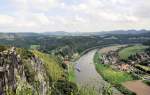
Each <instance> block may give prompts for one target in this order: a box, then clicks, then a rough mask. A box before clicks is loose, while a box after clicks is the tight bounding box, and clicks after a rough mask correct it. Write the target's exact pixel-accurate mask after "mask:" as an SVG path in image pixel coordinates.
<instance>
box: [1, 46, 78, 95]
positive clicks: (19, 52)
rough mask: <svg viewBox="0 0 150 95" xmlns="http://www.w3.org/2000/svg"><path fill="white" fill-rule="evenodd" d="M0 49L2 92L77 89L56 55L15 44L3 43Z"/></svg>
mask: <svg viewBox="0 0 150 95" xmlns="http://www.w3.org/2000/svg"><path fill="white" fill-rule="evenodd" d="M0 50H1V52H0V94H1V95H71V93H74V90H75V89H76V85H75V84H73V83H70V82H69V81H68V80H67V77H68V76H67V73H65V72H64V70H65V69H64V68H63V67H62V66H61V65H60V64H61V63H59V62H58V60H59V59H57V58H56V57H55V56H50V55H48V54H44V53H41V52H39V51H28V50H26V49H21V48H15V47H7V48H2V46H1V48H0ZM56 59H57V60H56ZM60 88H61V89H60Z"/></svg>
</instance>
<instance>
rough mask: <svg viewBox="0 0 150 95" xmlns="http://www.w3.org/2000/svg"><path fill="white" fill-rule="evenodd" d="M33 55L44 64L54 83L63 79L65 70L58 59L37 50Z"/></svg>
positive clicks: (49, 76) (49, 74)
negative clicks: (61, 79)
mask: <svg viewBox="0 0 150 95" xmlns="http://www.w3.org/2000/svg"><path fill="white" fill-rule="evenodd" d="M33 53H34V54H35V55H36V56H37V57H38V58H40V59H41V60H42V61H43V62H44V67H45V68H46V72H47V74H48V76H49V77H51V78H52V80H53V81H55V80H58V79H60V78H61V77H62V75H63V74H64V70H63V69H62V68H61V67H60V66H59V64H58V63H57V58H56V57H54V56H52V55H48V54H45V53H42V52H39V51H36V50H33Z"/></svg>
☆ ☆ ☆
#### TASK TO CARRY OUT
Rewrite all the lines above, changing every "rough mask" to "coarse mask" and keeping everything else the same. Omit the pictures from your answer.

#### RESULT FOR THIS TASK
Each <instance> block may give prompts for one target in this order: a box, then clicks, then a coarse mask. A box before clicks is loose, while a box after clicks is the tight bounding box, and clicks after a coarse mask correct it. Write the target's exact pixel-accurate mask after "mask:" as an SVG path in image pixel coordinates.
<instance>
box: [1, 46, 78, 95]
positive clicks: (19, 52)
coarse mask: <svg viewBox="0 0 150 95" xmlns="http://www.w3.org/2000/svg"><path fill="white" fill-rule="evenodd" d="M0 49L2 92L77 89L56 55L15 44L3 43Z"/></svg>
mask: <svg viewBox="0 0 150 95" xmlns="http://www.w3.org/2000/svg"><path fill="white" fill-rule="evenodd" d="M0 50H1V52H0V94H1V95H71V93H74V90H75V89H76V85H75V84H73V83H70V82H69V81H68V80H67V77H68V76H67V73H65V72H64V70H65V69H64V68H63V67H62V66H61V65H60V64H61V63H59V62H58V60H59V59H57V58H56V57H55V56H50V55H48V54H44V53H41V52H39V51H28V50H26V49H21V48H15V47H7V48H2V46H1V48H0ZM56 59H57V60H56ZM60 88H61V89H60Z"/></svg>
</instance>
<instance>
coarse mask: <svg viewBox="0 0 150 95" xmlns="http://www.w3.org/2000/svg"><path fill="white" fill-rule="evenodd" d="M33 55L44 64L54 83L63 79L65 70L58 59L37 50Z"/></svg>
positive clicks: (49, 76) (49, 74)
negative clicks: (61, 79)
mask: <svg viewBox="0 0 150 95" xmlns="http://www.w3.org/2000/svg"><path fill="white" fill-rule="evenodd" d="M33 53H34V54H35V55H36V56H37V57H38V58H40V59H41V60H42V61H43V62H44V67H45V68H46V72H47V74H48V76H49V77H51V78H52V80H53V81H55V80H58V79H60V78H61V77H62V75H63V74H64V70H63V69H62V68H61V67H60V66H59V64H58V63H57V58H56V57H54V56H52V55H48V54H45V53H42V52H39V51H36V50H33Z"/></svg>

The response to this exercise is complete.